#### Problem statement
Pictures excluded, copy all of the data below exactly.

** Opening The data block **

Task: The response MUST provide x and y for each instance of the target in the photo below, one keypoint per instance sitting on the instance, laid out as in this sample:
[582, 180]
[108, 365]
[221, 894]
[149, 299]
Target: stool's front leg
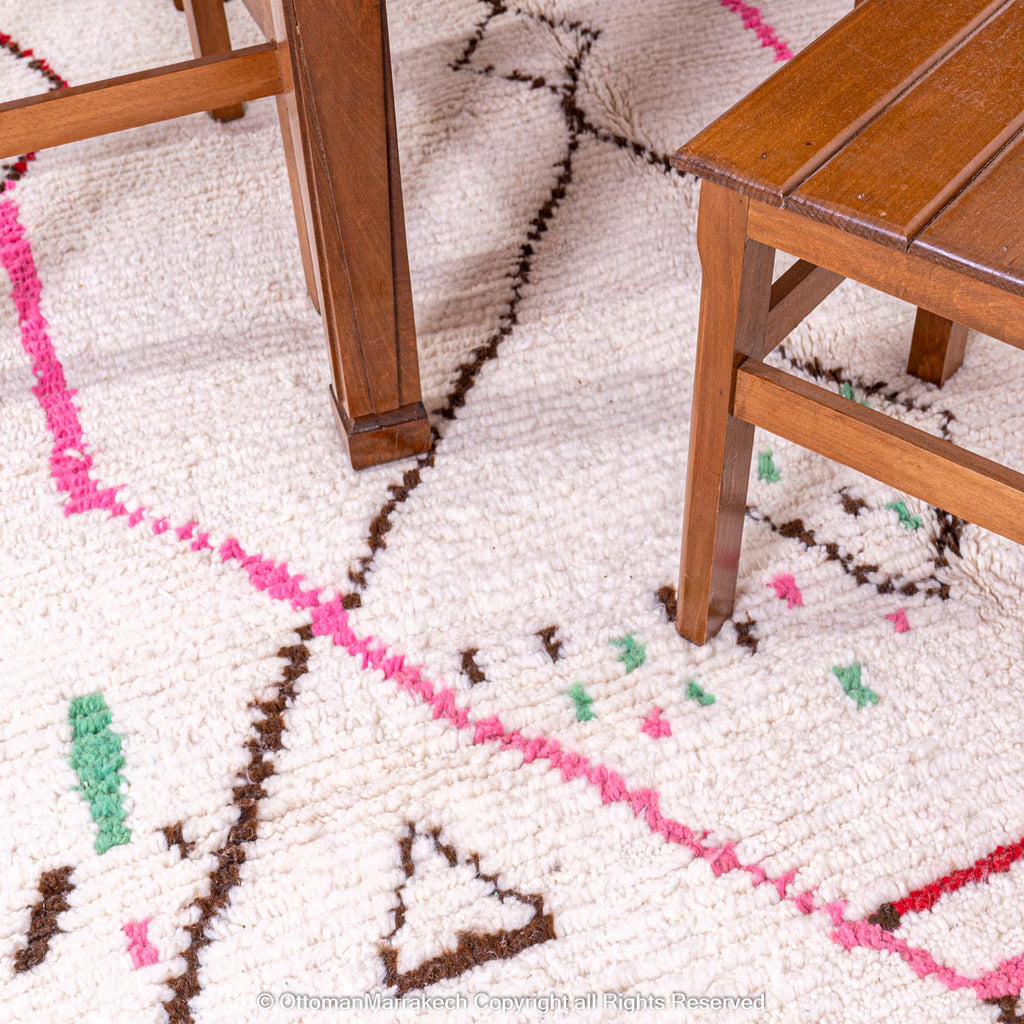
[349, 195]
[734, 299]
[937, 348]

** Closing The data block **

#### Solved problem
Task: The response MUST provide x and y for each instance of the target in the photo below, one keypoint per instance sitting on the instance, laid out as in this sample:
[582, 180]
[108, 365]
[221, 894]
[149, 299]
Target: stool's front leg
[349, 195]
[734, 299]
[937, 348]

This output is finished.